> [Your task] State how many lines in the material below contain the string "plank". Reply with the number alone.

** START OF Data excerpts **

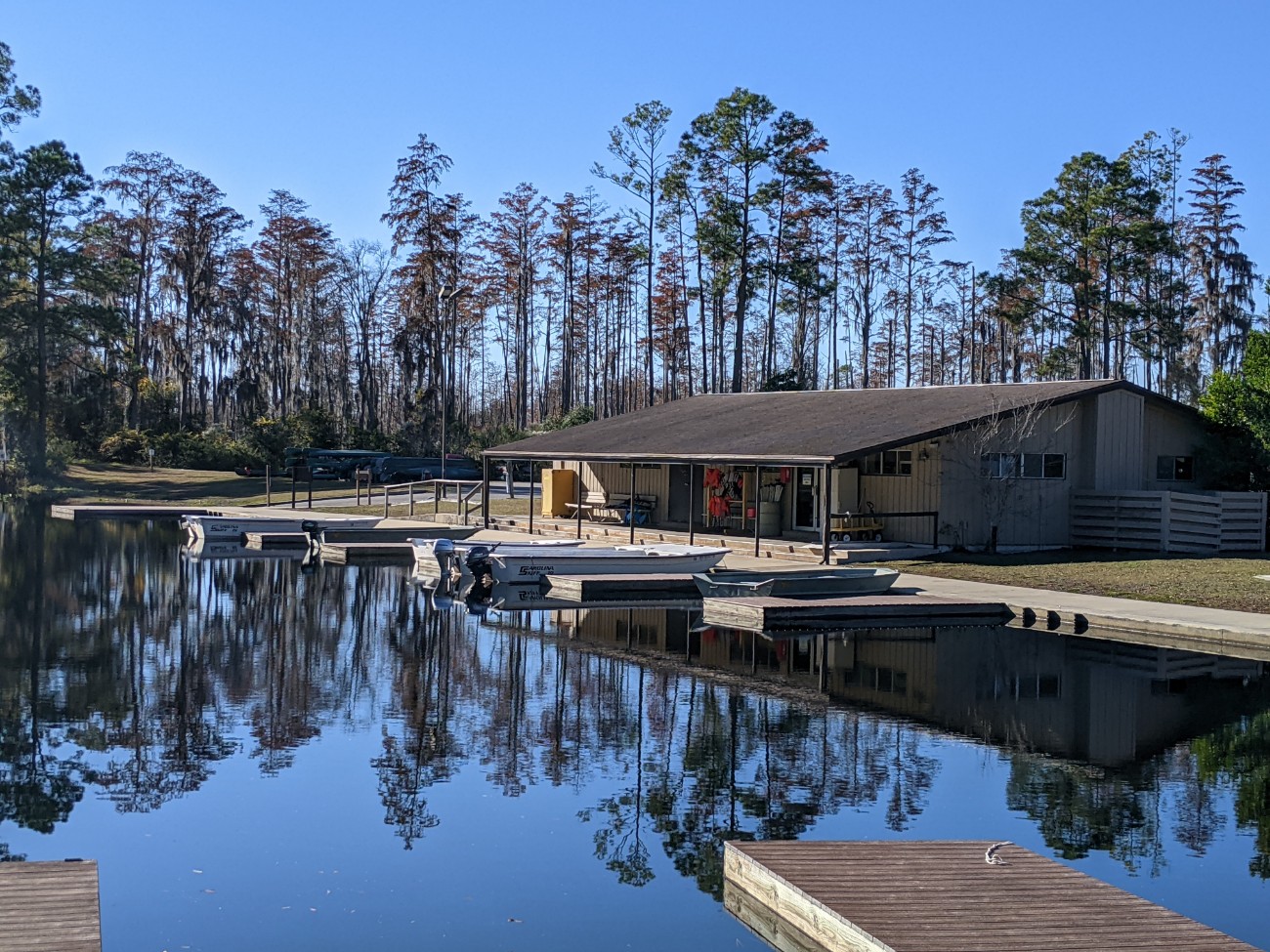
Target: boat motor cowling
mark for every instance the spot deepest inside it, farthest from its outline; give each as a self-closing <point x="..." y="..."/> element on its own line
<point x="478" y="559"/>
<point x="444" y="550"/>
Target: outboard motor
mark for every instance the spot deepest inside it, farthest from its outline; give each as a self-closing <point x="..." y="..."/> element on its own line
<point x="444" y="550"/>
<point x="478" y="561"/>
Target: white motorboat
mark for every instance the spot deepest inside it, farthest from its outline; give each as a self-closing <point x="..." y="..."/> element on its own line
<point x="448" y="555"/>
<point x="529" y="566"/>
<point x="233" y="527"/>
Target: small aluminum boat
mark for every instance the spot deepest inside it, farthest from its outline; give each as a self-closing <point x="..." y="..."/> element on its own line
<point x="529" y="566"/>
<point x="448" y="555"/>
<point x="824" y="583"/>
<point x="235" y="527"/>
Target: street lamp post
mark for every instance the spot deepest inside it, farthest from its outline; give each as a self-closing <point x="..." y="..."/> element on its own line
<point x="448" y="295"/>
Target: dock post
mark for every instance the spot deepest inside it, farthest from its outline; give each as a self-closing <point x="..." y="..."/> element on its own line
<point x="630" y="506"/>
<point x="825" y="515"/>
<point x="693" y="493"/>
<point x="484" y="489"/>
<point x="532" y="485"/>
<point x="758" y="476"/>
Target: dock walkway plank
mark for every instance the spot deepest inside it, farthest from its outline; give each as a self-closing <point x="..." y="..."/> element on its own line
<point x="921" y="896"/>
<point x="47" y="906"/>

** END OF Data excerpts **
** START OF Data excerpts **

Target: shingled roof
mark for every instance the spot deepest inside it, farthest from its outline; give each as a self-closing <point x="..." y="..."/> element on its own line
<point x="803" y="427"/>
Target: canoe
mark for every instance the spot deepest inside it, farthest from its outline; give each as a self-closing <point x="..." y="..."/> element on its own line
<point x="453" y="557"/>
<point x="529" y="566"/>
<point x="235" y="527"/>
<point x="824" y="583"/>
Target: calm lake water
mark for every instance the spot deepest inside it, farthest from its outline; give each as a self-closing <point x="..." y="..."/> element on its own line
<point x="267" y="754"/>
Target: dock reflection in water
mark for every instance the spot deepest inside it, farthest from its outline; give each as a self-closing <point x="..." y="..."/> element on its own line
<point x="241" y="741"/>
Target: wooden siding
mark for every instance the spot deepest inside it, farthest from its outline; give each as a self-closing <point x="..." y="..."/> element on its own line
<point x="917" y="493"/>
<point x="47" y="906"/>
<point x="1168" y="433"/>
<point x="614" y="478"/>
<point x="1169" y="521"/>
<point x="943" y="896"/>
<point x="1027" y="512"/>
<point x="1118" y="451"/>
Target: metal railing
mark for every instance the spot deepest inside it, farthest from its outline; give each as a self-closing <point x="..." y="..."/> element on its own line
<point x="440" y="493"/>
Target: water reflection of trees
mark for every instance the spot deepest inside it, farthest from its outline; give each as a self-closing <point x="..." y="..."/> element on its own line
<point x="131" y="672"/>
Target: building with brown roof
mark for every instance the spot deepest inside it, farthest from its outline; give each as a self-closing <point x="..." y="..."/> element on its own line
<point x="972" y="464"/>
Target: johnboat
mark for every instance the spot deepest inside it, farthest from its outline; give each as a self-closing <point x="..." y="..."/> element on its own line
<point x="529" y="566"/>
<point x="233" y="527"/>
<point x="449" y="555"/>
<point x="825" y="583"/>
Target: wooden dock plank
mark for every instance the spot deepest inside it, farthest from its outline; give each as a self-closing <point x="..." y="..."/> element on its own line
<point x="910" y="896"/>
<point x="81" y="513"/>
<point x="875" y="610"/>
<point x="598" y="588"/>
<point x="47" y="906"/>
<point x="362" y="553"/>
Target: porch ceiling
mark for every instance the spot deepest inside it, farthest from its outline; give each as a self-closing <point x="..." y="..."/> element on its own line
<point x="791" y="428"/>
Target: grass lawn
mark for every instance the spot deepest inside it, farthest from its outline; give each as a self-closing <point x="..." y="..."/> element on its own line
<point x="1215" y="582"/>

** END OF Data excerpts **
** START OF Data excerpts **

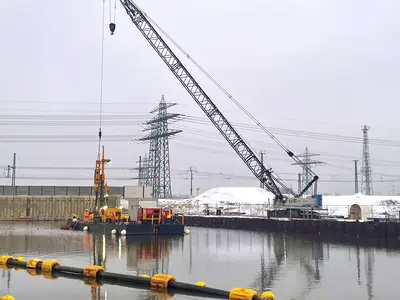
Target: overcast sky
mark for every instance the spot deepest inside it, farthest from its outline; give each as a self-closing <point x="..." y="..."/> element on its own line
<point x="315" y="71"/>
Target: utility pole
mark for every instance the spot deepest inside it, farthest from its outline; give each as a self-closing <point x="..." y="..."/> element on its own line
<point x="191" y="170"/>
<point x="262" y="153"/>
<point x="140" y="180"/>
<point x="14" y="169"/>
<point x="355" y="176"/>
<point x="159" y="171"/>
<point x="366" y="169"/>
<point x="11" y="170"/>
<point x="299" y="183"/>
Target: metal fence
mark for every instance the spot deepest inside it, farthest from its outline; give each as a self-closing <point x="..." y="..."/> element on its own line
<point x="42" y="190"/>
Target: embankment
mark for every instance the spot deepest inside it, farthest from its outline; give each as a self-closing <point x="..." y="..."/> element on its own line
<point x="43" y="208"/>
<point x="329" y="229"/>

** END OF Data excerpts **

> [Written answer] 2